Aim of the exercise: Collect every line of the records that contains the string "rusty", matching case exactly.

Items:
· · ·

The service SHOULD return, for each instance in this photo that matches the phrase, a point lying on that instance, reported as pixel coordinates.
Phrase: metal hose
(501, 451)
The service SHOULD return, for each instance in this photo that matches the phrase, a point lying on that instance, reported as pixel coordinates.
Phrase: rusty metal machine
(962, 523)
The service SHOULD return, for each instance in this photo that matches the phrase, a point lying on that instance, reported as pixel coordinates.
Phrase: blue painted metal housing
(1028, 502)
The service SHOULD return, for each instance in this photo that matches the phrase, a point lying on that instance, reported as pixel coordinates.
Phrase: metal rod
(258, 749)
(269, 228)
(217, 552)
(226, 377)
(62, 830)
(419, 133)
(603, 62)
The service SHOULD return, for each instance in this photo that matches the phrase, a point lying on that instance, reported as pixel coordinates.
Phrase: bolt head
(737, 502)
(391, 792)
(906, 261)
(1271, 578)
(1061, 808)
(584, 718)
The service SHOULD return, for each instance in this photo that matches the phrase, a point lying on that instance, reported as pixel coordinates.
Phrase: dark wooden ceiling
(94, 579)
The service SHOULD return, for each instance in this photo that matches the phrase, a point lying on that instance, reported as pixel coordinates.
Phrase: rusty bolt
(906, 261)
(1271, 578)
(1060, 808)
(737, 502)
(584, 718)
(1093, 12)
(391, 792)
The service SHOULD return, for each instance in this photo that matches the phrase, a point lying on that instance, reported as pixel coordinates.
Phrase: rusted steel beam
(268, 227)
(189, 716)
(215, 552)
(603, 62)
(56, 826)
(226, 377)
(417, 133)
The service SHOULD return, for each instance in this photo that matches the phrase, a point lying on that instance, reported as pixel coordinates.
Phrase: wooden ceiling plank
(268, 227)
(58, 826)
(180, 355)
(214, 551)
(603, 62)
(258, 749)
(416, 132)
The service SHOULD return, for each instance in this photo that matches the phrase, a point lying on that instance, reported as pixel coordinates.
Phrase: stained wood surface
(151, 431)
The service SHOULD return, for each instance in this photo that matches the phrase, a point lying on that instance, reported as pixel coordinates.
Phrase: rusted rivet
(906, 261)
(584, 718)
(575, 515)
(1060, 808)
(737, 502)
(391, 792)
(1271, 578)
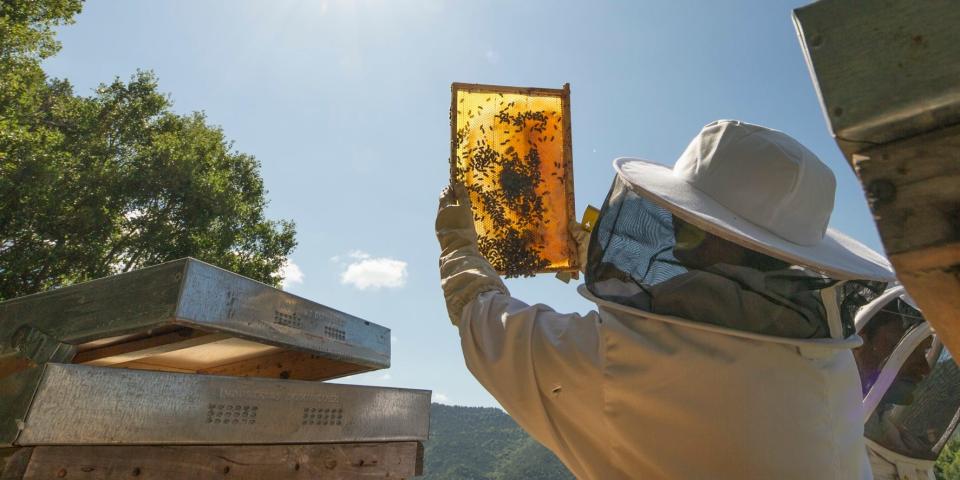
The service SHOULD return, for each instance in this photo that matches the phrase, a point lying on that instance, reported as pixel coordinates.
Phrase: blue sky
(345, 103)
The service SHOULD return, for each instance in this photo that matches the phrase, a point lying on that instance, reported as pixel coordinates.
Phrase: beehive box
(511, 148)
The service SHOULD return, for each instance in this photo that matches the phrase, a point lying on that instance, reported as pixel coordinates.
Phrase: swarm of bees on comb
(510, 149)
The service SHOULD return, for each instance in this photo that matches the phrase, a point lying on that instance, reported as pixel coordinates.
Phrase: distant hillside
(471, 443)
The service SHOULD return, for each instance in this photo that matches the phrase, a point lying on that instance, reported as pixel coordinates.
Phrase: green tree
(96, 185)
(948, 465)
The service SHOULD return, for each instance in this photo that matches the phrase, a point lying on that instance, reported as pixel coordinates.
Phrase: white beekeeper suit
(684, 372)
(911, 388)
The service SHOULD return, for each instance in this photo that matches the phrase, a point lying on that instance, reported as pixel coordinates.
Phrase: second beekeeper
(721, 344)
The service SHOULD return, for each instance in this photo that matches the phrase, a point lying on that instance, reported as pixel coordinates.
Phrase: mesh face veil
(643, 256)
(911, 383)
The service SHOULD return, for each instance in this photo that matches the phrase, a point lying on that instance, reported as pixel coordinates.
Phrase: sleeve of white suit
(536, 362)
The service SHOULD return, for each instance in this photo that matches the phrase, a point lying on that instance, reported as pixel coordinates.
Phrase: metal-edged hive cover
(79, 404)
(511, 149)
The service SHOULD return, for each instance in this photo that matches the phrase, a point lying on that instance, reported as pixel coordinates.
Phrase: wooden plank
(287, 364)
(254, 462)
(913, 187)
(146, 347)
(14, 462)
(884, 69)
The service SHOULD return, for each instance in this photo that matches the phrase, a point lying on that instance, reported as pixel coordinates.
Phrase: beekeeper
(721, 344)
(911, 388)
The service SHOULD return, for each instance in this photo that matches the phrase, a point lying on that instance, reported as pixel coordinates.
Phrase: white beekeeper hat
(759, 188)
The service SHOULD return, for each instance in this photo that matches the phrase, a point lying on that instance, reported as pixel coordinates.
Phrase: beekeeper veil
(911, 382)
(734, 235)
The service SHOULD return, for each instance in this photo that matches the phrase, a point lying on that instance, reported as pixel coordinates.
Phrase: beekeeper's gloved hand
(464, 273)
(582, 237)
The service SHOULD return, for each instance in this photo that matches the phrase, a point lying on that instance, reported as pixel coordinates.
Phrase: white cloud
(374, 273)
(292, 275)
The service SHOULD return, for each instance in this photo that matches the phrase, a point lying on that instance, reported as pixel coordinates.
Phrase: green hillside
(471, 443)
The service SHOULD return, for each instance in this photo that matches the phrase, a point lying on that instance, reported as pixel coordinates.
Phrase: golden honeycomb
(511, 150)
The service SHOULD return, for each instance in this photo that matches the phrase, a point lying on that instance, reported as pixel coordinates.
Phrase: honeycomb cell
(510, 147)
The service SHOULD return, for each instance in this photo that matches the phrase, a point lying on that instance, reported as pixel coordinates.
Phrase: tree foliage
(102, 184)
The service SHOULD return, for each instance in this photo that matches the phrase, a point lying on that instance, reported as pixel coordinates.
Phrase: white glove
(464, 273)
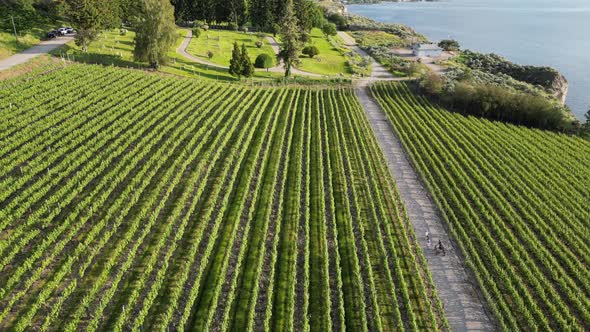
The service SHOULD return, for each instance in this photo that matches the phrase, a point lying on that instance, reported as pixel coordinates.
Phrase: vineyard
(517, 203)
(135, 201)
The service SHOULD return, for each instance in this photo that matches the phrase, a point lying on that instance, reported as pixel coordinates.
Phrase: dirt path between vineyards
(463, 307)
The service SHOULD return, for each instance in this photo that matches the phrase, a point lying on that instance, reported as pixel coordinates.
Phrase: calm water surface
(554, 33)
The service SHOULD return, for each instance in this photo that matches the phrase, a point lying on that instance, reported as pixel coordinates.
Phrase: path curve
(182, 51)
(463, 308)
(275, 46)
(43, 47)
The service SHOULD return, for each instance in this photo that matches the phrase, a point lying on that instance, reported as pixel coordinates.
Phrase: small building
(427, 50)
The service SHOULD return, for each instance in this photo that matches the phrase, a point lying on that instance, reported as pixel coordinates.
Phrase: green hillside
(135, 201)
(516, 201)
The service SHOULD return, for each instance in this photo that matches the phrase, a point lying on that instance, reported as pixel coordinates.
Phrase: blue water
(554, 33)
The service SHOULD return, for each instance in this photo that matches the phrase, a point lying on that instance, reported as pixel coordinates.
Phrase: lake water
(554, 33)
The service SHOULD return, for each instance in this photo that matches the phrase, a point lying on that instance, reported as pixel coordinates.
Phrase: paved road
(182, 51)
(26, 55)
(275, 46)
(463, 308)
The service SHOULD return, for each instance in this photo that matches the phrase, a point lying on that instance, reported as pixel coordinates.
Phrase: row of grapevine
(135, 201)
(515, 200)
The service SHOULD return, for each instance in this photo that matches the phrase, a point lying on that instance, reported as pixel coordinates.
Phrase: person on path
(441, 247)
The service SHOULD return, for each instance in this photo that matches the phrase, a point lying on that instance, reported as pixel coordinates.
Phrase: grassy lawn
(329, 62)
(377, 38)
(26, 39)
(221, 42)
(111, 48)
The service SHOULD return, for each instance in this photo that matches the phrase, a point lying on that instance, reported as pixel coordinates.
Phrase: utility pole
(14, 27)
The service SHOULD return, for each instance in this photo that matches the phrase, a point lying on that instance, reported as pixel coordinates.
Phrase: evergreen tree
(291, 44)
(235, 64)
(238, 12)
(261, 14)
(155, 31)
(247, 66)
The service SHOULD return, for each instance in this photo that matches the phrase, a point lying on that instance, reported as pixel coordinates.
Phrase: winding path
(463, 308)
(273, 43)
(43, 47)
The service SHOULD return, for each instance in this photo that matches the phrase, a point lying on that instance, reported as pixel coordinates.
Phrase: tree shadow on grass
(73, 54)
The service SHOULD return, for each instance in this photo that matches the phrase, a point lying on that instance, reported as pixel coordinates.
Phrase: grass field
(330, 61)
(131, 200)
(113, 49)
(221, 43)
(515, 199)
(26, 38)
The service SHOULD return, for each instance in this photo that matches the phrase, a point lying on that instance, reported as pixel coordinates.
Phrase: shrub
(449, 45)
(329, 29)
(264, 61)
(311, 51)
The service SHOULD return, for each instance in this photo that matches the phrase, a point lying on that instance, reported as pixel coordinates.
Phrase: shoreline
(563, 95)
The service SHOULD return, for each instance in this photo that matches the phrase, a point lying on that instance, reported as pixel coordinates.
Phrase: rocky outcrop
(560, 87)
(546, 78)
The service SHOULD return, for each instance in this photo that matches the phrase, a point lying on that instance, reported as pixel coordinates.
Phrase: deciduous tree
(247, 66)
(291, 44)
(155, 31)
(235, 64)
(89, 17)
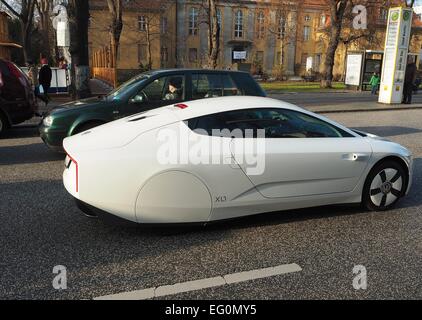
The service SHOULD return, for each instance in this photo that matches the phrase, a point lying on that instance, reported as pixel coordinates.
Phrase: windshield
(117, 93)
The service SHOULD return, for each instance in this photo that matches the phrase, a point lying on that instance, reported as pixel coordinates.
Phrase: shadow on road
(22, 131)
(29, 153)
(389, 131)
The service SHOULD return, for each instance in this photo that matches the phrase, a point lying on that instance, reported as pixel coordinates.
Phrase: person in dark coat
(409, 82)
(44, 79)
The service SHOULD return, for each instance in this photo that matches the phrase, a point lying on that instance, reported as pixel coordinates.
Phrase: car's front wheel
(384, 186)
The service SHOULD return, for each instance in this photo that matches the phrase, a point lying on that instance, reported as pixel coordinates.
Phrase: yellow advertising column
(397, 39)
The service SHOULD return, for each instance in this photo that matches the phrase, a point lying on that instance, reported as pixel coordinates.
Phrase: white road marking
(203, 283)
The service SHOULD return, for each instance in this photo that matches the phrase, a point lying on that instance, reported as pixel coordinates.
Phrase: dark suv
(144, 92)
(17, 99)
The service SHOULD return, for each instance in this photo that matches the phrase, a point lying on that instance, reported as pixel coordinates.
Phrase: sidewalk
(362, 107)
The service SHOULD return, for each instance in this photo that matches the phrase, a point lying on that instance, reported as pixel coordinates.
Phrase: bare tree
(213, 34)
(337, 10)
(26, 18)
(115, 8)
(78, 11)
(43, 10)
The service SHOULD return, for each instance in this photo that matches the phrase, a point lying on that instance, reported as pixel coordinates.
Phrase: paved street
(332, 99)
(40, 227)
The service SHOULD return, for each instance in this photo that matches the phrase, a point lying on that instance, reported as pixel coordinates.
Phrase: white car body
(114, 169)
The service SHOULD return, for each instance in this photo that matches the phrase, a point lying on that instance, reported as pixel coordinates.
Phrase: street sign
(239, 55)
(353, 69)
(395, 55)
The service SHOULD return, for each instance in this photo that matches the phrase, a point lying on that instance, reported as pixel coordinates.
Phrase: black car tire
(87, 126)
(385, 185)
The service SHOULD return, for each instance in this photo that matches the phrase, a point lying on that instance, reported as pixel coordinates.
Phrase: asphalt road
(40, 227)
(321, 99)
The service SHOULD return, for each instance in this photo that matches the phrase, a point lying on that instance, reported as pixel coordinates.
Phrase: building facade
(272, 37)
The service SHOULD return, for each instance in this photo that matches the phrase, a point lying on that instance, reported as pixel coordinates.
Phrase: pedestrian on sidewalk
(409, 82)
(374, 83)
(44, 78)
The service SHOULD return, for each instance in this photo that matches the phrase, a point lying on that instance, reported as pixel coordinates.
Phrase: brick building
(270, 36)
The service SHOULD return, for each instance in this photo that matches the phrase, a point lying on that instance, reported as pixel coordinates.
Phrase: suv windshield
(117, 93)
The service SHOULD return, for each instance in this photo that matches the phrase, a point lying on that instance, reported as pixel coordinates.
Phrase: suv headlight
(48, 121)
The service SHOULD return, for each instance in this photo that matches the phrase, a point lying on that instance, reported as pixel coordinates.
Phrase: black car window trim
(183, 75)
(193, 123)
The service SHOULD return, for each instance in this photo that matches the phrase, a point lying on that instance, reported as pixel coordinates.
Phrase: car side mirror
(137, 99)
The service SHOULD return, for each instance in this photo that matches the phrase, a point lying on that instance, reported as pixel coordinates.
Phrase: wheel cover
(386, 187)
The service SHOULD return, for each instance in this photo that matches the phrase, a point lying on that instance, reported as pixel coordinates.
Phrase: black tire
(87, 126)
(385, 185)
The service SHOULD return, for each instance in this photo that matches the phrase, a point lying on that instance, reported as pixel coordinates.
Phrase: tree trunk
(327, 80)
(78, 25)
(213, 36)
(337, 9)
(116, 26)
(149, 53)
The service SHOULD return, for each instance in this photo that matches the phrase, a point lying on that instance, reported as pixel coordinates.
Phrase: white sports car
(223, 158)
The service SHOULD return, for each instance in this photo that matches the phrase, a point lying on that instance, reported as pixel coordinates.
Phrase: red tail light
(77, 172)
(181, 106)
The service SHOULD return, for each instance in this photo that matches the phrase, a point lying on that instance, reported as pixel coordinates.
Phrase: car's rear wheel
(87, 126)
(384, 186)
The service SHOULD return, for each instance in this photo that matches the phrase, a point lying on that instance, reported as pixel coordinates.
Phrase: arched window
(238, 24)
(260, 25)
(142, 23)
(193, 21)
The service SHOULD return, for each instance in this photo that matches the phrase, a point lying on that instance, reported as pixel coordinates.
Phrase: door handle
(355, 156)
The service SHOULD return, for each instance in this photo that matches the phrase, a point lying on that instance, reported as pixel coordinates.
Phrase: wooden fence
(103, 63)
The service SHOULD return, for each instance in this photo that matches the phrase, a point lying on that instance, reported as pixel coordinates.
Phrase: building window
(317, 62)
(142, 52)
(259, 57)
(142, 23)
(260, 25)
(323, 20)
(306, 33)
(238, 24)
(164, 23)
(193, 54)
(193, 21)
(383, 14)
(304, 59)
(164, 54)
(281, 30)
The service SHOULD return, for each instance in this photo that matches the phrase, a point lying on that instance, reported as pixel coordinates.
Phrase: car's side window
(206, 85)
(230, 87)
(169, 88)
(274, 123)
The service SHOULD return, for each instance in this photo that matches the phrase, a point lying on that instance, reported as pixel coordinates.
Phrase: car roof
(203, 107)
(155, 72)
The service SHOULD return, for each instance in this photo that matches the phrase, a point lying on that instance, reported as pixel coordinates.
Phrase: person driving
(175, 89)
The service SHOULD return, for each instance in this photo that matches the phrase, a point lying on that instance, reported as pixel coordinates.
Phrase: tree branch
(10, 8)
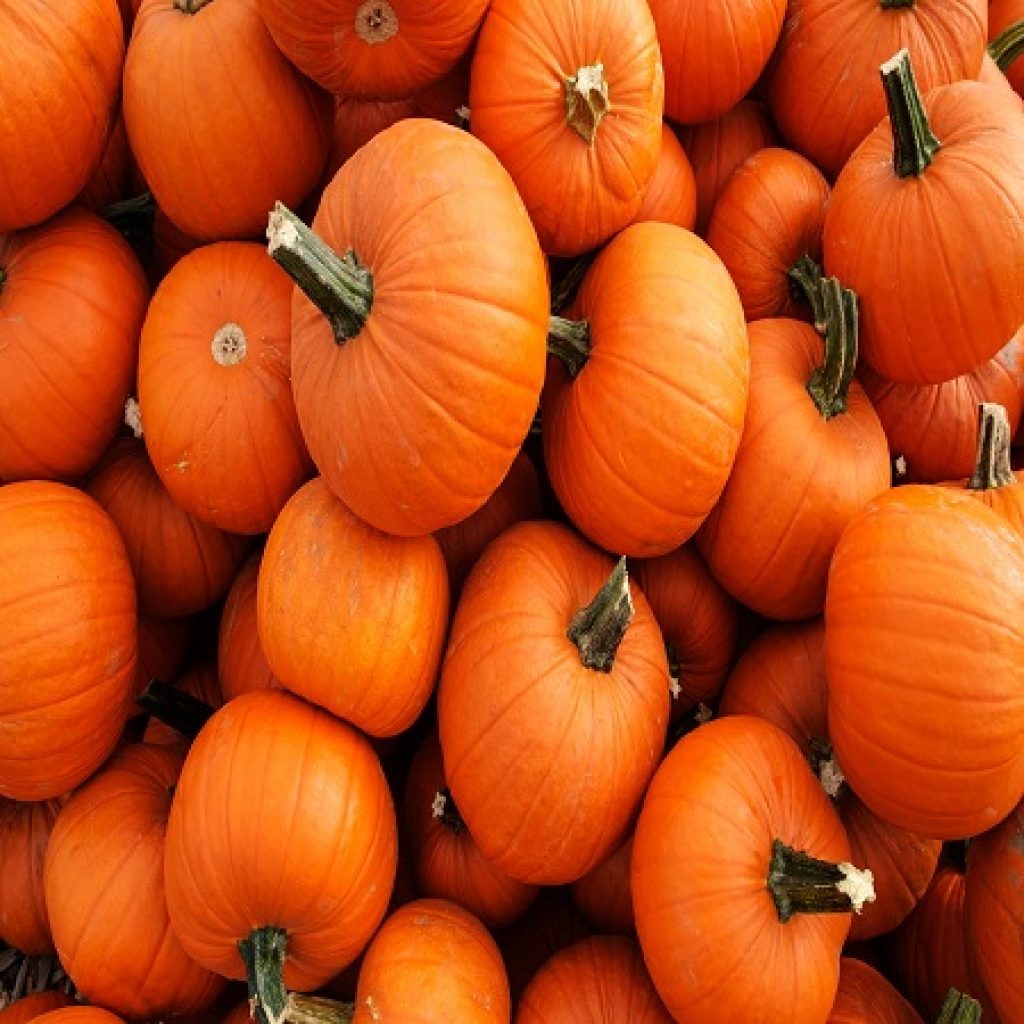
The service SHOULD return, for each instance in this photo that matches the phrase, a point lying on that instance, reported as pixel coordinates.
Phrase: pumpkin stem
(339, 286)
(587, 100)
(569, 340)
(445, 809)
(958, 1009)
(801, 884)
(829, 383)
(1008, 45)
(991, 467)
(598, 629)
(914, 145)
(262, 952)
(174, 708)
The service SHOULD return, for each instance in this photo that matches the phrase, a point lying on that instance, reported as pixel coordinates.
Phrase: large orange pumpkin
(433, 338)
(68, 638)
(72, 302)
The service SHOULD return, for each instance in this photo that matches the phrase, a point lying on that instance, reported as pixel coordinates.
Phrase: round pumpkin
(104, 892)
(72, 302)
(647, 387)
(248, 131)
(68, 638)
(574, 117)
(553, 704)
(436, 353)
(218, 332)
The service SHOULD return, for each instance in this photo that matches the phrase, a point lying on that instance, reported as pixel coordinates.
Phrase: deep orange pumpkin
(647, 388)
(439, 361)
(61, 75)
(221, 125)
(218, 332)
(569, 96)
(349, 617)
(72, 302)
(104, 891)
(68, 638)
(552, 706)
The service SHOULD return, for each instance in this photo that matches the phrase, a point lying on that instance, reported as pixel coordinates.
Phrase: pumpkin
(713, 53)
(61, 76)
(72, 302)
(698, 621)
(181, 564)
(374, 49)
(767, 222)
(553, 704)
(578, 124)
(781, 678)
(68, 638)
(993, 909)
(432, 961)
(249, 130)
(822, 88)
(927, 717)
(349, 617)
(241, 662)
(436, 348)
(865, 997)
(104, 892)
(269, 775)
(25, 830)
(740, 863)
(218, 331)
(600, 980)
(718, 147)
(446, 860)
(652, 360)
(916, 325)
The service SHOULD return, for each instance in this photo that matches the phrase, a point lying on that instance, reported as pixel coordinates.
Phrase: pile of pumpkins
(508, 511)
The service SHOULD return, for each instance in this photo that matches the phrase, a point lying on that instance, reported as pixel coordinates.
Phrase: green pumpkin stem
(829, 383)
(569, 340)
(913, 144)
(174, 708)
(339, 286)
(263, 954)
(598, 629)
(801, 884)
(991, 467)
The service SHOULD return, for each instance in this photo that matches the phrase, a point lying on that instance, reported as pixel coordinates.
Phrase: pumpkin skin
(442, 349)
(914, 700)
(374, 49)
(523, 117)
(446, 860)
(25, 830)
(915, 326)
(601, 980)
(260, 133)
(667, 376)
(59, 109)
(72, 302)
(66, 574)
(180, 564)
(332, 633)
(218, 331)
(769, 215)
(751, 779)
(550, 816)
(713, 53)
(798, 479)
(823, 89)
(263, 758)
(104, 891)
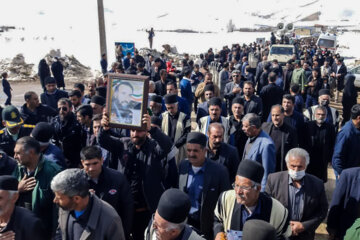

· · ·

Answer:
Phrase: rusty metal machine
Phrase: rusty bolt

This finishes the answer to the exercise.